Word for word, restate each of the records below.

(Saved entries)
★ ★ ★ ★ ★ ★ ★

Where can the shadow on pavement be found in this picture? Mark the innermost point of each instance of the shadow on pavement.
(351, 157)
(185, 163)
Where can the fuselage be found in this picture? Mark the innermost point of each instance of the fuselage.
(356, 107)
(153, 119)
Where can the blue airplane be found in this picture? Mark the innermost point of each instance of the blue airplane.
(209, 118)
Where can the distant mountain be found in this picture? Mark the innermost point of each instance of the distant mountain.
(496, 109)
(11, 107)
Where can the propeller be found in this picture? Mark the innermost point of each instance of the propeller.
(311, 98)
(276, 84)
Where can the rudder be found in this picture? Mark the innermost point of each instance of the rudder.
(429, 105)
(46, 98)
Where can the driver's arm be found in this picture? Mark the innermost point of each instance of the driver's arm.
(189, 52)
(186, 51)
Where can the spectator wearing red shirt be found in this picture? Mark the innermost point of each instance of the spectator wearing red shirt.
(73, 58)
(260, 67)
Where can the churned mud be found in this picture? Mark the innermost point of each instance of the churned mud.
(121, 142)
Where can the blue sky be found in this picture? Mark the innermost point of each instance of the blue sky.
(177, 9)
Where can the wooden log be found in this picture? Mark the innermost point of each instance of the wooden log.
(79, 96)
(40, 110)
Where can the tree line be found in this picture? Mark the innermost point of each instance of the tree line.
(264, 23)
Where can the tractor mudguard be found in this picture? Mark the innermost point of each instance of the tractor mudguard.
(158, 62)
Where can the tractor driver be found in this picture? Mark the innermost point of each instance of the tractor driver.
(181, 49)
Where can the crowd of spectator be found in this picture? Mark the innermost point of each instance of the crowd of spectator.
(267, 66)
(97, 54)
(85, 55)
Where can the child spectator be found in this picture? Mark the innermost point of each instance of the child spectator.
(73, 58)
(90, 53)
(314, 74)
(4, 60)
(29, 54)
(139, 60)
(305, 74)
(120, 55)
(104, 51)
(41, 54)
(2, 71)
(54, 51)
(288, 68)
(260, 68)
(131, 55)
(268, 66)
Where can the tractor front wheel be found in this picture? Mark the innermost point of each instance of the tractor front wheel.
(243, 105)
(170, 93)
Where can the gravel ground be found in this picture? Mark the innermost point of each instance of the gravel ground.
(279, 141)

★ ★ ★ ★ ★ ★ ★

◆ TASK RESULT ◆
Where can the shadow on pavement be found in this picture? Mark the innermost point of each instance of the shadow on pavement.
(351, 157)
(185, 163)
Where can the fuselage be found in this picture? Mark the innermost point of each instance of the fuselage.
(356, 107)
(153, 119)
Where can the blue airplane be found in this picture? Mark the innermost point of each instance of the blue airplane.
(209, 118)
Where can the distant mountain be found in this picture? Mark the innermost point of each instance of the distant mountain.
(496, 109)
(11, 107)
Where can the propeller be found in this picture? Mark the innermost point of each instance of the propeller.
(311, 98)
(276, 84)
Where can the rudder be found in this picture? Mark the innermost point of each instance of the rudder.
(429, 105)
(46, 98)
Where can the driver's arm be found in this picture? Mark the innermost point of each instance of the driver's arm.
(189, 52)
(186, 51)
Where can the spectator wearing red shirt be found in this picture? Mark the innermost point of each instance of the spectator wearing red shirt.
(73, 58)
(260, 67)
Where can the churned mud be found in this picture? Mark the innermost point of each instance of the churned mud.
(121, 142)
Where can the blue sky be found in this picture? Mark the innermost point of each instance of the blue sky.
(177, 9)
Where can the wooden log be found in this picture? Mark the innermost point of each instance of the wooden log.
(79, 96)
(40, 110)
Where can the tree line be found in this picture? Mark the innermost point of each instance of the tree line.
(264, 23)
Where can the tractor mudguard be found in this picture? Mark the innermost point of each instance of the tractor mudguard.
(158, 62)
Where can the tractor driver be found in this picture? Mark the innermost point of each instance of the tractor driver.
(181, 49)
Where can the crowd of spectator be found in this picture? Mark the innermost point of each instance of the crowd of spectator.
(267, 66)
(97, 54)
(85, 55)
Where can the child spectator be found in this picture? Mark the innermost point of each instance of the child spectator.
(73, 58)
(90, 53)
(314, 74)
(4, 60)
(29, 54)
(139, 60)
(305, 74)
(120, 55)
(104, 51)
(41, 54)
(2, 71)
(54, 51)
(288, 68)
(260, 68)
(131, 55)
(268, 66)
Where can the tractor front wheel be found in this picture? Mark the innermost point of each instance of the tractor front wheel.
(243, 105)
(170, 93)
Where can the gravel ground be found in this picture? Mark the innermost point of each instance of the gravel ground.
(279, 141)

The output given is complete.